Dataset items
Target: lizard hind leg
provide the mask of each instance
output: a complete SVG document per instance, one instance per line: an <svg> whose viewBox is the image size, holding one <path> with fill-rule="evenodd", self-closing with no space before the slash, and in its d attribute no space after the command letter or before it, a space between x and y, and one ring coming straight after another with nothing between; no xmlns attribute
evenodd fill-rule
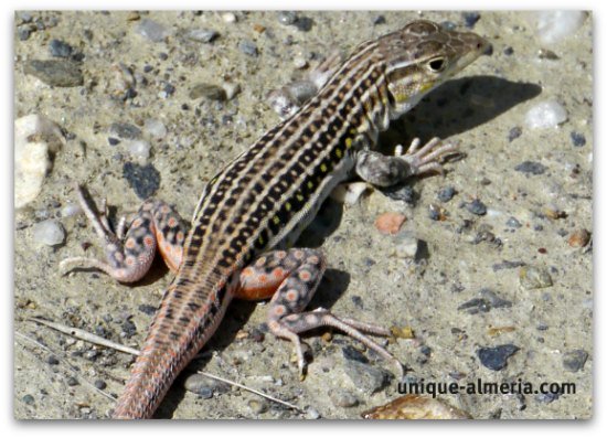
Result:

To be done :: Recast the lines of the entries above as a JSON list of strings, one string per line, skipping blank lines and leaving out the pictures.

The solution ::
[
  "Target: lizard hind leg",
  "provide the mask of each instance",
  "output: a complete SVG document per instance, one instance per line: an <svg> whose viewBox is the image size, holding one <path> with fill-rule=\"evenodd\", self-closing with no space before the slash, and in its d attribute no space after the command letter or before it, a space between x and y, and one ring coming straight after another with nothing between; no xmlns attribute",
  "evenodd fill-rule",
  "Result:"
]